**YOUR OBJECTIVE**
Pull every line containing "outlines" out of the material below.

**EXERCISE MATERIAL**
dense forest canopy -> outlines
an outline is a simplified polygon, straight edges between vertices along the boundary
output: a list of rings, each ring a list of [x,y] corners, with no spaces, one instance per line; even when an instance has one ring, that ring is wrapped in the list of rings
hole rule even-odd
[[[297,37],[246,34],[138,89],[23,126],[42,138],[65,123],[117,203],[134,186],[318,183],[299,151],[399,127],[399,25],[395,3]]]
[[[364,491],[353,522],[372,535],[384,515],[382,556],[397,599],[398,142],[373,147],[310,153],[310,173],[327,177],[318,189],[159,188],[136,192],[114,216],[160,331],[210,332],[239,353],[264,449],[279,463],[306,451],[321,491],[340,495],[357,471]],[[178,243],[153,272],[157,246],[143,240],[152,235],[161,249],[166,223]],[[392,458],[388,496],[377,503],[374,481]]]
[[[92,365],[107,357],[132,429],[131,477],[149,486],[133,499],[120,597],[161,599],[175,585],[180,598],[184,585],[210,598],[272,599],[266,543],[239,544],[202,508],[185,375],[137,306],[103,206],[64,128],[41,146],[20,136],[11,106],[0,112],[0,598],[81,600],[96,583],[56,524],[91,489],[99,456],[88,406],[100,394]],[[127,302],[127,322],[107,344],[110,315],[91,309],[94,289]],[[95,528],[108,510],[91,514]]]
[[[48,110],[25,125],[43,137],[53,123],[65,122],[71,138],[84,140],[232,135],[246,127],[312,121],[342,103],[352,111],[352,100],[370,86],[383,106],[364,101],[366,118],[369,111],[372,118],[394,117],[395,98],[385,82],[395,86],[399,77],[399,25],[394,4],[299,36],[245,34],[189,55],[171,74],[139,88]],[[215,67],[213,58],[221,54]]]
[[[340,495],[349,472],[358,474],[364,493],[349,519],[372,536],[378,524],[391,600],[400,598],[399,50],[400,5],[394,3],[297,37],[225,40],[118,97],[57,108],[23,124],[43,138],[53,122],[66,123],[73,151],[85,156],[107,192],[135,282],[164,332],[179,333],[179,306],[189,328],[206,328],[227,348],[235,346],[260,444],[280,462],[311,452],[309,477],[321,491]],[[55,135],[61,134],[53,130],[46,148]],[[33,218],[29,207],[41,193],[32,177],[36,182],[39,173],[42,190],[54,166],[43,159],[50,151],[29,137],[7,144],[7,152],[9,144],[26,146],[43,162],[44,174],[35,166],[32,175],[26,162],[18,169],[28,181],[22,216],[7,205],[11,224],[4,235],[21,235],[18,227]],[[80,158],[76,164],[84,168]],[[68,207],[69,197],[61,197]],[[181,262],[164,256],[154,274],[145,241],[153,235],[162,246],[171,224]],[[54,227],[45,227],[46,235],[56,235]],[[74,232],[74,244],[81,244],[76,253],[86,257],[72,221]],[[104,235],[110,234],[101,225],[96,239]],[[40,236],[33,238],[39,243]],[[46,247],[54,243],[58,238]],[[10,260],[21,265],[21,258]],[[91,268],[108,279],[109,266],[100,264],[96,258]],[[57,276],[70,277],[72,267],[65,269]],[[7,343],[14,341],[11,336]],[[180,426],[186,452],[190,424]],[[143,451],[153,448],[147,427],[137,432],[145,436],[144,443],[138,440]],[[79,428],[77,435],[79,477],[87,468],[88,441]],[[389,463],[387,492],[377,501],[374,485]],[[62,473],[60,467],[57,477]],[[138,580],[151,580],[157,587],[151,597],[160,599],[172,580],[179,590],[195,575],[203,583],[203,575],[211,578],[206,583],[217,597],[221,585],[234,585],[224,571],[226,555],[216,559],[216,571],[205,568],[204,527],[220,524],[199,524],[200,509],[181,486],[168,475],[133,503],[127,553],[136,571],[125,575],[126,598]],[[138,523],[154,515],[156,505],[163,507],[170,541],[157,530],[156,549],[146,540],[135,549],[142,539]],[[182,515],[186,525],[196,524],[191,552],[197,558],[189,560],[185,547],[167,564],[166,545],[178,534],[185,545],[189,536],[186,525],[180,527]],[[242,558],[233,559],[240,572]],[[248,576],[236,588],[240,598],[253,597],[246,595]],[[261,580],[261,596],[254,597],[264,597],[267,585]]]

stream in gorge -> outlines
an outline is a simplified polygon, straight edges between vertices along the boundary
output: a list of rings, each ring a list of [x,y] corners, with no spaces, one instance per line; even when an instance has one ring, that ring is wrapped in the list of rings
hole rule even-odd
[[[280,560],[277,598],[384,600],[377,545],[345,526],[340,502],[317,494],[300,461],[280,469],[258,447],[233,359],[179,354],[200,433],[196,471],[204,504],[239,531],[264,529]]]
--
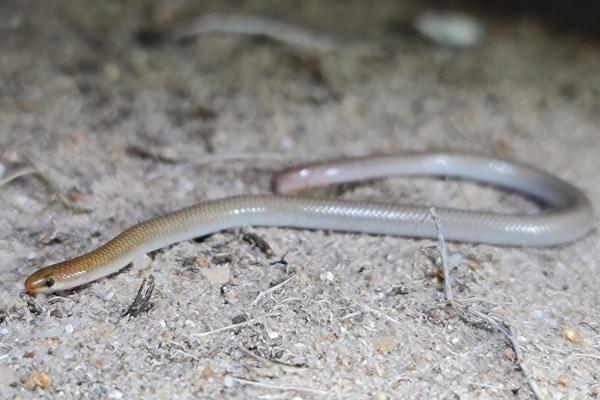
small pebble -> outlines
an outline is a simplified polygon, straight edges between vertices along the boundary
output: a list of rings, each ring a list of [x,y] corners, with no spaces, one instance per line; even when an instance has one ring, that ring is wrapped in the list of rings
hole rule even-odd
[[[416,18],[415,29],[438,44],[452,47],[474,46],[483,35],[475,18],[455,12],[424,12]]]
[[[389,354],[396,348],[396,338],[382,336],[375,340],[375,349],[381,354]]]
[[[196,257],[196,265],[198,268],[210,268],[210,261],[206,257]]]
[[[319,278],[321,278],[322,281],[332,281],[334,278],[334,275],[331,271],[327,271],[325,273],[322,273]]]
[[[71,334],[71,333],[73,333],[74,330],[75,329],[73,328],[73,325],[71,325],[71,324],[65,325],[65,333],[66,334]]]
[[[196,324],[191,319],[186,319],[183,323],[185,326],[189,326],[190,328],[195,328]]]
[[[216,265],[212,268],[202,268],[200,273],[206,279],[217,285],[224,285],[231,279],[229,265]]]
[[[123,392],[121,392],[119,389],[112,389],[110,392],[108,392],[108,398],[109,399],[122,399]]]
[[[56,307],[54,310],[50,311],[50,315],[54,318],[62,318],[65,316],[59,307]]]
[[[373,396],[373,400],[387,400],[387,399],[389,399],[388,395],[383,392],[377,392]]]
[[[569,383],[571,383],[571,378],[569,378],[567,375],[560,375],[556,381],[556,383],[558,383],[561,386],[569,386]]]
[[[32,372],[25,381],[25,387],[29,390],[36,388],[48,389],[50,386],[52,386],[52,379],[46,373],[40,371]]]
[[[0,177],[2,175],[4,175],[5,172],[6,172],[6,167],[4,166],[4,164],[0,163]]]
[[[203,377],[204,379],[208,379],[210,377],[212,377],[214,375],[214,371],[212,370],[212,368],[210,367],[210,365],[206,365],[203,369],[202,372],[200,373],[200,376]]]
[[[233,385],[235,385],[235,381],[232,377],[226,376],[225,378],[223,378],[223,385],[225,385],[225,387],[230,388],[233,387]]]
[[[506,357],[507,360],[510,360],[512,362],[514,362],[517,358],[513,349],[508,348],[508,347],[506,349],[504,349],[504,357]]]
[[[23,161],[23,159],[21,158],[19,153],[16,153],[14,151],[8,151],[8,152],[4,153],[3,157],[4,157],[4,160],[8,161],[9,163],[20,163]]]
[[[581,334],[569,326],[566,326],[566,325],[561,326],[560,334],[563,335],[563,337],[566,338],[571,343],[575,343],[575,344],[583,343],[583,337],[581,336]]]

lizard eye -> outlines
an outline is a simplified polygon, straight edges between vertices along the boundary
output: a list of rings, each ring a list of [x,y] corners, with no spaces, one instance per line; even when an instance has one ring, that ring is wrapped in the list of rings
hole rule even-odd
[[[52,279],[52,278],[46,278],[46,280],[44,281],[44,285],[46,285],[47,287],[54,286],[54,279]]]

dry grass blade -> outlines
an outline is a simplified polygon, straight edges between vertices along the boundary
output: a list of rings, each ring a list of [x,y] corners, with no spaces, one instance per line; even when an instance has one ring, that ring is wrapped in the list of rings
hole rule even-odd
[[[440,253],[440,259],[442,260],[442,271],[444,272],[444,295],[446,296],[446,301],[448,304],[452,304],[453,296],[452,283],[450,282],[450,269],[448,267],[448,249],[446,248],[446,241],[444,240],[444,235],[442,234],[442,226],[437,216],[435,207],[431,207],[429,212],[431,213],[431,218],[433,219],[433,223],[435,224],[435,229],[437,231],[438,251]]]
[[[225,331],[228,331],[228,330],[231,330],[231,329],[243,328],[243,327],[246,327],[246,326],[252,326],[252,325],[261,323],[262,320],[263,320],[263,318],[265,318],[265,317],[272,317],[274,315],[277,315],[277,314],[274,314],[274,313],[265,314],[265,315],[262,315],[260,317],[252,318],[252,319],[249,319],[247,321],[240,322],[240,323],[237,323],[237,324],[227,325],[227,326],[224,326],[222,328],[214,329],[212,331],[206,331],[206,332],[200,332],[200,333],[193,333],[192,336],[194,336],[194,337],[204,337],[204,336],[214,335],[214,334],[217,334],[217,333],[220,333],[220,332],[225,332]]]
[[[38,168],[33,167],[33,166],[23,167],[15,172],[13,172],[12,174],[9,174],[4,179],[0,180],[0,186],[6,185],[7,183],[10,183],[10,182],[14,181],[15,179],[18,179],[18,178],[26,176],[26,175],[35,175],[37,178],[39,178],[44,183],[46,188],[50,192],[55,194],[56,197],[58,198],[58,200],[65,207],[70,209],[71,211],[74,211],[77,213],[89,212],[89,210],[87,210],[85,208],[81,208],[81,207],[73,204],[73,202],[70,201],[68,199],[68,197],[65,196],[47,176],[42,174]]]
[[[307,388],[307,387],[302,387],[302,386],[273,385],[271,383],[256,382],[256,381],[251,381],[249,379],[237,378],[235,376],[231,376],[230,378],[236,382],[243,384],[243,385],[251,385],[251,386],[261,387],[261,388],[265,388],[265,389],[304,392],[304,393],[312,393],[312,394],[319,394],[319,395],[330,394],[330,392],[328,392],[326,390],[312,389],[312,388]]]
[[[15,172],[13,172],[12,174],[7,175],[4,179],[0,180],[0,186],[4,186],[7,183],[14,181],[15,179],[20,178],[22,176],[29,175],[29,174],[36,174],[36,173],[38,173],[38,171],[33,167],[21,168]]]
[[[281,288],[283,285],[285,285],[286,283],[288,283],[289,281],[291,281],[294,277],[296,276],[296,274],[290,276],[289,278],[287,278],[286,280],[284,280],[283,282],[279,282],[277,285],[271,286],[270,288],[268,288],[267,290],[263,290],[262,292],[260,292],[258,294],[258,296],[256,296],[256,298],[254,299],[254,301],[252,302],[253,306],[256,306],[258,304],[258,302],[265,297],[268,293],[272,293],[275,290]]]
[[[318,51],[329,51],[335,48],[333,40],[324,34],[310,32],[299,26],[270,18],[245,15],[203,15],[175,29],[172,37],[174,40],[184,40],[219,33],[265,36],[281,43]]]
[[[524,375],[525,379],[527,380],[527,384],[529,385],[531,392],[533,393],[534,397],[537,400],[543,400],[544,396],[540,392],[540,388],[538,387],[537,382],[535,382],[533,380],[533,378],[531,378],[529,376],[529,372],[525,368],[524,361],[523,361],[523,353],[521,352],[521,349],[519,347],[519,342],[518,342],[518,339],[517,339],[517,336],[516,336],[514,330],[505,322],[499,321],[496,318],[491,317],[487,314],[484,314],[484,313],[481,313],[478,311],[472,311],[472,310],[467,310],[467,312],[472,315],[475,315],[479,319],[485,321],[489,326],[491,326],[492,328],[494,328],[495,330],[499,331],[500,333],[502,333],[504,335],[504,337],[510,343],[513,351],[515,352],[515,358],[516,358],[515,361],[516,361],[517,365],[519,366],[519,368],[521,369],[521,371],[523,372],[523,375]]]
* * *
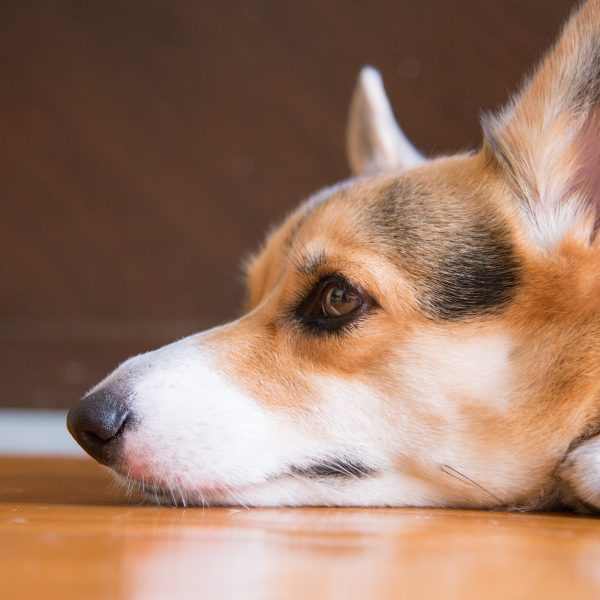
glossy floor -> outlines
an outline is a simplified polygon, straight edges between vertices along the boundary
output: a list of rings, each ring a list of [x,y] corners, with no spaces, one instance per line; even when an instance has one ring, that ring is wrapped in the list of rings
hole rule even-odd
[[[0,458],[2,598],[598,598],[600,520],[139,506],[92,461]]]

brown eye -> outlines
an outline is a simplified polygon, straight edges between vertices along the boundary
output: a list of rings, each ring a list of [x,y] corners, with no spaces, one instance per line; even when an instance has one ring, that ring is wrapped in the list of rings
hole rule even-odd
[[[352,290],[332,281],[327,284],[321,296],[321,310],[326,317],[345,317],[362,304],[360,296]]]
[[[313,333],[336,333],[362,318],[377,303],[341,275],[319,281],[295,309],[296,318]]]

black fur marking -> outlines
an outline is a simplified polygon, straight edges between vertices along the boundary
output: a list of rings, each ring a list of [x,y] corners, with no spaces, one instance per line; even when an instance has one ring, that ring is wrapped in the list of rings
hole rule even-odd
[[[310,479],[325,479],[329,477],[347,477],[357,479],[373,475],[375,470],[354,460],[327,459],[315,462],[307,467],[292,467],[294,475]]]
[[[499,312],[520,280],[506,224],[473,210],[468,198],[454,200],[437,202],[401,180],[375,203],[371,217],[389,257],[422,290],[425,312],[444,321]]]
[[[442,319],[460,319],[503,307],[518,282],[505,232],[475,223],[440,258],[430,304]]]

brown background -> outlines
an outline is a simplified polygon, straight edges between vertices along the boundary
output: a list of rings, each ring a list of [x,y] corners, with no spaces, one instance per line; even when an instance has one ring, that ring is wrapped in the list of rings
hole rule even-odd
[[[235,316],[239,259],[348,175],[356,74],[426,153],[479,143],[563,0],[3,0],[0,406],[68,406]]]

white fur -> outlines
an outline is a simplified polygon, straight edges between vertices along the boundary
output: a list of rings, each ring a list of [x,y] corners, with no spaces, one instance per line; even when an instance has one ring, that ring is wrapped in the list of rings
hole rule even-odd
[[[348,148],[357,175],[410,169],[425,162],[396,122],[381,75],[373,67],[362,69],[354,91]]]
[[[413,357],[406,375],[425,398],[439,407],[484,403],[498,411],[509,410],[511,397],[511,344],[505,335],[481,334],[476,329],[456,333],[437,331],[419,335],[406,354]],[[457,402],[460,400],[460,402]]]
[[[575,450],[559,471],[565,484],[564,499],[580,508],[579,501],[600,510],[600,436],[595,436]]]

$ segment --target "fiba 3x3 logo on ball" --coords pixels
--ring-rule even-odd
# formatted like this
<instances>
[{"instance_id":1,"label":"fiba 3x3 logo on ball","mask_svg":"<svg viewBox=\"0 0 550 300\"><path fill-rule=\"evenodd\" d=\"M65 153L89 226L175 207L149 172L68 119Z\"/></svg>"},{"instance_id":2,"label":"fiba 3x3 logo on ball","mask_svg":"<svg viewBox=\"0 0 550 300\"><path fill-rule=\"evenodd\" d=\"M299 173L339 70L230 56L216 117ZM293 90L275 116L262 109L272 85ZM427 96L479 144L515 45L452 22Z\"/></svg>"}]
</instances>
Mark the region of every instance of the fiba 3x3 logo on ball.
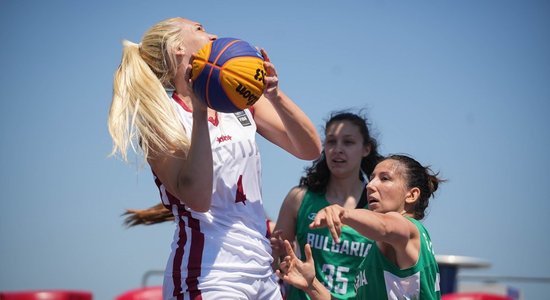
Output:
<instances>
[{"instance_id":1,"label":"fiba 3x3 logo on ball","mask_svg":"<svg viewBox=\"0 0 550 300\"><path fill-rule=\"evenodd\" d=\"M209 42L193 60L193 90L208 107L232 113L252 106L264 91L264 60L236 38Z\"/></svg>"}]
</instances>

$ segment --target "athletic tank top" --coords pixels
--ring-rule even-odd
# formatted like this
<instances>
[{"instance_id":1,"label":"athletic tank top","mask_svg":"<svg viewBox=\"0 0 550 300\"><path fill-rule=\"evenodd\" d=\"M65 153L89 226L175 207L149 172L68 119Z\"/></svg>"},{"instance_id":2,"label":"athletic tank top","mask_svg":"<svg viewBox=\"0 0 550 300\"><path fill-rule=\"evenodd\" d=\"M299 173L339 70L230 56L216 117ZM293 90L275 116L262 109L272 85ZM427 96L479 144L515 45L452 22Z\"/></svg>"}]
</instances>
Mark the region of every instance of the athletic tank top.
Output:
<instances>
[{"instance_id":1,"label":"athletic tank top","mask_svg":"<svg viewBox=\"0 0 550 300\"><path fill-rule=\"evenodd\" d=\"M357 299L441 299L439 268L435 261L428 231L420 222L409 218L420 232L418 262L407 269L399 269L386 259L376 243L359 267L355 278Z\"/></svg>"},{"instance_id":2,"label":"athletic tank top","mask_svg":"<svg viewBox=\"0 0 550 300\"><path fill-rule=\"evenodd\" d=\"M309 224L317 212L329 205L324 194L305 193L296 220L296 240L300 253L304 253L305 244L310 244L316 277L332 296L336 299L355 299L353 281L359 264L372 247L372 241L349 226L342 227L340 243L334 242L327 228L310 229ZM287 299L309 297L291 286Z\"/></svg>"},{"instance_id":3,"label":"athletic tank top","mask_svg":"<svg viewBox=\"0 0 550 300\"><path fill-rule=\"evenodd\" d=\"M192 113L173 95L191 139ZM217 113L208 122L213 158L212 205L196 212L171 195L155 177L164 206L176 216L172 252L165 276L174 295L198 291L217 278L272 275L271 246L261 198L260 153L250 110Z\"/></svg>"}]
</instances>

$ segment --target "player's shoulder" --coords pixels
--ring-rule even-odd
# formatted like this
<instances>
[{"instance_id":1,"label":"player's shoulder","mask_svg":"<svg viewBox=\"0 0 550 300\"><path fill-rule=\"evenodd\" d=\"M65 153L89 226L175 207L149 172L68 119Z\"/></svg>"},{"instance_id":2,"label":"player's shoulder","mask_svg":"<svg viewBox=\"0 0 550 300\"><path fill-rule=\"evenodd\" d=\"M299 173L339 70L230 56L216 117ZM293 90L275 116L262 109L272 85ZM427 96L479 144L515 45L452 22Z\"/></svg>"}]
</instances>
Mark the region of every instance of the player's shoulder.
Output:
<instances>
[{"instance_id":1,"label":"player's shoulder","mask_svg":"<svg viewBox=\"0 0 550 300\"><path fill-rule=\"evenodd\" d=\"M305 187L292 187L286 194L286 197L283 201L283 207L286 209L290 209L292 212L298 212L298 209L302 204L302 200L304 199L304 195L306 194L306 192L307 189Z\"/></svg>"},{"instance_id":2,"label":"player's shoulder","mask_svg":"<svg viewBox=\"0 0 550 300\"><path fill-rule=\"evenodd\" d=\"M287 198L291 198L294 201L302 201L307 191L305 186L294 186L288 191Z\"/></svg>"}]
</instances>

**REPLY**
dense forest canopy -> outlines
stream in gorge -> outlines
small pebble -> outlines
lizard eye -> outlines
dry grass blade -> outlines
glossy floor -> outlines
brown eye -> outlines
black fur marking -> outlines
brown background -> outlines
white fur -> outlines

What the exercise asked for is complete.